▸ **Problem to solve**
Please set out the material below as a Markdown table with two columns, Row and Line: number each line in the first column and put its text in the second. Leave out blank lines and the pictures.
★ ★ ★ ★ ★
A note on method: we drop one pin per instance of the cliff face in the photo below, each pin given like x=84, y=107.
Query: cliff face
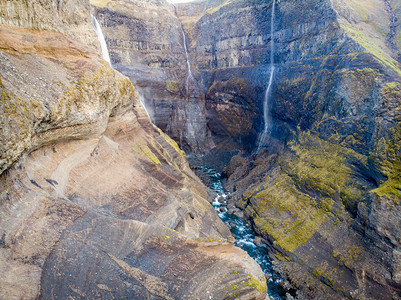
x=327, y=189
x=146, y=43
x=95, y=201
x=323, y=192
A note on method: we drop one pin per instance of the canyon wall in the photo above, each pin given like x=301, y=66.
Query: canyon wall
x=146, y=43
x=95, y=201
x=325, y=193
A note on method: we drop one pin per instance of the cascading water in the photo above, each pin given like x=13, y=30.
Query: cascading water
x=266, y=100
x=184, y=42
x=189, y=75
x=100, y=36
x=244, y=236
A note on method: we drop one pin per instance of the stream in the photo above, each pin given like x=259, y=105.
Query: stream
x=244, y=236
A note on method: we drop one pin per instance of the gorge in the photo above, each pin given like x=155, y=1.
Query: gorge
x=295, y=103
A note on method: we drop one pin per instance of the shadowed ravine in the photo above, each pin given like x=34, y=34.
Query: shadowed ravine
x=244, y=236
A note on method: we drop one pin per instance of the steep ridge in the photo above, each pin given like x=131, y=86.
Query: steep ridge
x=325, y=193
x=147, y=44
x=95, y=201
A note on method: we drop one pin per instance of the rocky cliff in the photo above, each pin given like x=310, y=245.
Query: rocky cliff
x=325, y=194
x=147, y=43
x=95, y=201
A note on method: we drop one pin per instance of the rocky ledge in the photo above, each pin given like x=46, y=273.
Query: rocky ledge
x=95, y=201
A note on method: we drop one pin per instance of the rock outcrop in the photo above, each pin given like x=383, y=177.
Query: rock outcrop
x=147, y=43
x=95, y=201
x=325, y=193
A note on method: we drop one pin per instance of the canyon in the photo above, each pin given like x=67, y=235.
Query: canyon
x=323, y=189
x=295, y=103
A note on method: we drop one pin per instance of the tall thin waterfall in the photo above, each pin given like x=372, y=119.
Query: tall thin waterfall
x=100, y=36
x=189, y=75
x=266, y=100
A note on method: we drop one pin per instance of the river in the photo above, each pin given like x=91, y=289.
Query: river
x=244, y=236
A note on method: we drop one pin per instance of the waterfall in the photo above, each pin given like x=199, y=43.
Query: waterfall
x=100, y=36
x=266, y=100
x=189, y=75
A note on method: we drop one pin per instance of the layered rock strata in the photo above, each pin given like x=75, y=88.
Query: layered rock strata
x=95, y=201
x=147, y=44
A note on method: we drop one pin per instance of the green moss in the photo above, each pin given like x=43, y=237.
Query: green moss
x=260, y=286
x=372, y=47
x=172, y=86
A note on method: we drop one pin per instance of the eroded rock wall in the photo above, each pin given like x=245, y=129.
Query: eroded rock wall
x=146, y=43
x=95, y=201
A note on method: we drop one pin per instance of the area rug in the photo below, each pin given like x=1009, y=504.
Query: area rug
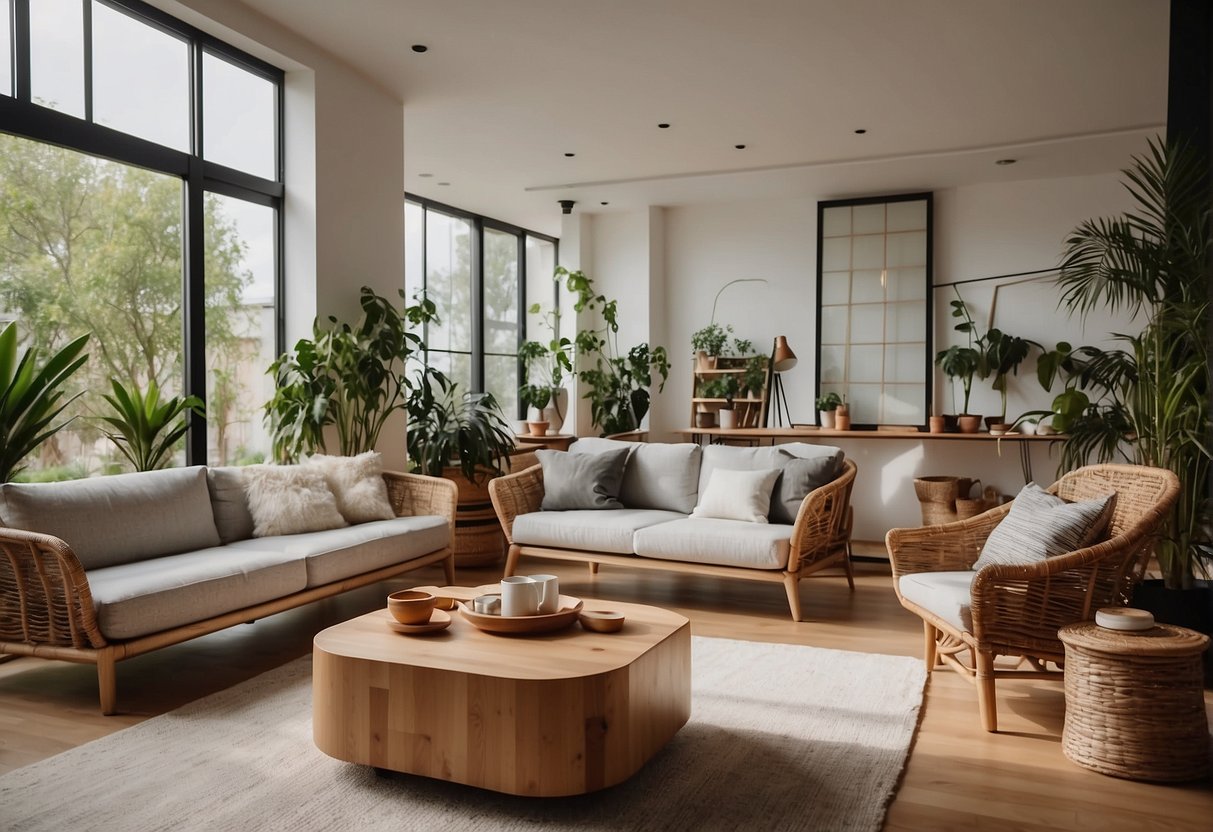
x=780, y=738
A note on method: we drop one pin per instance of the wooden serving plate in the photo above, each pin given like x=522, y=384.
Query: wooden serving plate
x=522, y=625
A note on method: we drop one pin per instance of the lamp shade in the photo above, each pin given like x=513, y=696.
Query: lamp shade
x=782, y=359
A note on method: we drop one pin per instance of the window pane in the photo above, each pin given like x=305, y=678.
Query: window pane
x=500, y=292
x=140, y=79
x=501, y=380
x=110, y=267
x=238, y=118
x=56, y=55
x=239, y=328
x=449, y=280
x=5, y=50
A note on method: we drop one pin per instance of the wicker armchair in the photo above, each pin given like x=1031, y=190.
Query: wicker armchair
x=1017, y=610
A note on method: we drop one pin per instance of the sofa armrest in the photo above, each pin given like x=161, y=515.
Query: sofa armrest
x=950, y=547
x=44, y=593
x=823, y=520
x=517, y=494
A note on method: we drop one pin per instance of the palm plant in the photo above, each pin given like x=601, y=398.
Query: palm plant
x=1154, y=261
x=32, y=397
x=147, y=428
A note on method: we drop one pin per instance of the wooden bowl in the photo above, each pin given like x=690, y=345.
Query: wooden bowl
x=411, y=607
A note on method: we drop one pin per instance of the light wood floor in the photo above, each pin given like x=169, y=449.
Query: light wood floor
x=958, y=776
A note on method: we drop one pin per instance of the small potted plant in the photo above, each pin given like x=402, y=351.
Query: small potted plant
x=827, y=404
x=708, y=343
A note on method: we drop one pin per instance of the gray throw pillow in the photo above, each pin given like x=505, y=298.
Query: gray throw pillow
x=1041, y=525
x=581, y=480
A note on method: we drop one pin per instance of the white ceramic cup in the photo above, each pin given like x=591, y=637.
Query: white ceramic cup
★ ★ ★ ★ ★
▸ **Task response**
| Row | Line |
|---|---|
| 1 | A note on method: we drop one pin per instance of the cliff face in the photo below, each pin given like x=84, y=107. |
| 2 | Query: cliff face |
| 3 | x=327, y=189 |
| 4 | x=146, y=43 |
| 5 | x=95, y=201 |
| 6 | x=323, y=192 |
| 7 | A note on method: we drop one pin per instance of the canyon wall in the photo above, each pin given like x=301, y=66. |
| 8 | Query: canyon wall |
| 9 | x=146, y=43 |
| 10 | x=95, y=201 |
| 11 | x=325, y=193 |
| 12 | A note on method: we drop one pin per instance of the cascading water in the photo above, each pin given like x=13, y=30. |
| 13 | Query: cascading water |
| 14 | x=266, y=100 |
| 15 | x=184, y=42 |
| 16 | x=189, y=75 |
| 17 | x=100, y=36 |
| 18 | x=244, y=236 |
| 19 | A note on method: we drop one pin per instance of the stream in the photo above, each pin given like x=259, y=105. |
| 20 | Query: stream |
| 21 | x=244, y=236 |
| 22 | A note on method: we drop one pin per instance of the gorge in the photo above, each pin given like x=155, y=1. |
| 23 | Query: gorge |
| 24 | x=295, y=103 |
| 25 | A note on method: we drop one pin per instance of the shadowed ravine in the photo above, each pin given like x=34, y=34. |
| 26 | Query: shadowed ravine |
| 27 | x=244, y=236 |
| 28 | A note on method: we drop one pin per instance of the steep ridge in the photo above, each pin given like x=131, y=86. |
| 29 | Query: steep ridge |
| 30 | x=325, y=193 |
| 31 | x=147, y=44 |
| 32 | x=95, y=201 |
| 33 | A note on method: we drop one pin per instance of the rocky cliff in the photo above, each pin given like x=310, y=245. |
| 34 | Query: rocky cliff |
| 35 | x=325, y=194 |
| 36 | x=147, y=43 |
| 37 | x=95, y=201 |
| 38 | A note on method: we drop one pin per instance of the rocky ledge in the photo above, each pin given like x=46, y=273. |
| 39 | Query: rocky ledge |
| 40 | x=95, y=201 |
| 41 | A note on method: we drop one pin per instance of the rock outcrop in the photo above, each pin given like x=383, y=177. |
| 42 | Query: rock outcrop |
| 43 | x=147, y=43 |
| 44 | x=95, y=201 |
| 45 | x=325, y=193 |
| 46 | A note on method: we drop one pin per instance of the canyon in the photo above, each pin given like x=67, y=235. |
| 47 | Query: canyon |
| 48 | x=323, y=189 |
| 49 | x=295, y=103 |
| 50 | A note on method: we drop one pin per instance of the tall thin waterfall in the photo above, each pin given like x=372, y=119. |
| 51 | Query: tall thin waterfall |
| 52 | x=100, y=36 |
| 53 | x=189, y=75 |
| 54 | x=266, y=100 |
| 55 | A note on method: we drop one pin per instance of the river in the photo above, each pin given like x=91, y=289. |
| 56 | Query: river |
| 57 | x=244, y=236 |
| 58 | A note on method: we drop one pin per instance of the waterfall in the photo above, each pin given like x=199, y=43. |
| 59 | Query: waterfall |
| 60 | x=100, y=36 |
| 61 | x=266, y=100 |
| 62 | x=189, y=75 |
| 63 | A note on method: we drop one pin per instance of the layered rock strata in the photo above, each pin given like x=75, y=88. |
| 64 | Query: layered rock strata |
| 65 | x=95, y=201 |
| 66 | x=147, y=44 |
| 67 | A note on method: we drop one pin per instance of the green moss in the photo above, each pin given like x=43, y=237. |
| 68 | Query: green moss |
| 69 | x=260, y=286 |
| 70 | x=372, y=47 |
| 71 | x=172, y=86 |
| 72 | A note on method: we drop one pin per instance of the eroded rock wall in the photo above, each pin given like x=245, y=129. |
| 73 | Query: eroded rock wall |
| 74 | x=146, y=43 |
| 75 | x=95, y=201 |
| 76 | A note on method: we drop one pin per instance of the area rug in the photo below, each pin given like x=1009, y=504. |
| 77 | Query: area rug |
| 78 | x=780, y=738 |
| 79 | A note on method: we drop one pin per instance of the wooden serving plate in the photo above, each pin given like x=522, y=384. |
| 80 | Query: wooden serving plate |
| 81 | x=522, y=625 |
| 82 | A note on method: we drop one pin per instance of the lamp shade in the photo above, each pin given like x=513, y=696. |
| 83 | Query: lamp shade |
| 84 | x=782, y=359 |
| 85 | A note on method: we drop one pin per instance of the window pane in the photo above, each pin given like x=305, y=678. |
| 86 | Query: window pane |
| 87 | x=500, y=292 |
| 88 | x=140, y=79 |
| 89 | x=501, y=380 |
| 90 | x=110, y=267 |
| 91 | x=238, y=118 |
| 92 | x=56, y=55 |
| 93 | x=239, y=328 |
| 94 | x=449, y=280 |
| 95 | x=5, y=50 |
| 96 | A note on method: we drop one pin per instance of the wicker armchair in the photo above, each pin given like x=1031, y=190. |
| 97 | Query: wicker armchair |
| 98 | x=1017, y=610 |
| 99 | A note on method: we drop one pin per instance of the sofa armrest in the photo above, each pin given like x=161, y=515. |
| 100 | Query: sofa armrest |
| 101 | x=950, y=547 |
| 102 | x=44, y=593 |
| 103 | x=823, y=520 |
| 104 | x=517, y=494 |
| 105 | A note on method: we drop one pin per instance of the palm plant in the photo above, each pin given like x=601, y=398. |
| 106 | Query: palm plant |
| 107 | x=1154, y=261 |
| 108 | x=32, y=397 |
| 109 | x=147, y=428 |
| 110 | A note on method: we drop one pin per instance of the wooden bowl in the photo above, each pin given like x=690, y=345. |
| 111 | Query: wooden bowl |
| 112 | x=411, y=607 |
| 113 | A note on method: we drop one pin per instance of the light wood floor in the photo above, each pin given like x=169, y=449. |
| 114 | Query: light wood floor |
| 115 | x=958, y=776 |
| 116 | A note on method: we drop one pin per instance of the small potted plant in the photo above, each pin given like x=402, y=351. |
| 117 | Query: small potted plant |
| 118 | x=827, y=404 |
| 119 | x=708, y=343 |
| 120 | A note on method: we drop one pin per instance of the gray throw pillow in the photo above, each pin given like x=505, y=298. |
| 121 | Query: gray throw pillow |
| 122 | x=1041, y=525 |
| 123 | x=581, y=480 |
| 124 | A note on method: we drop one pin per instance of the white ceramic cup in the photo above, each pin given like x=591, y=637. |
| 125 | Query: white ceramic cup |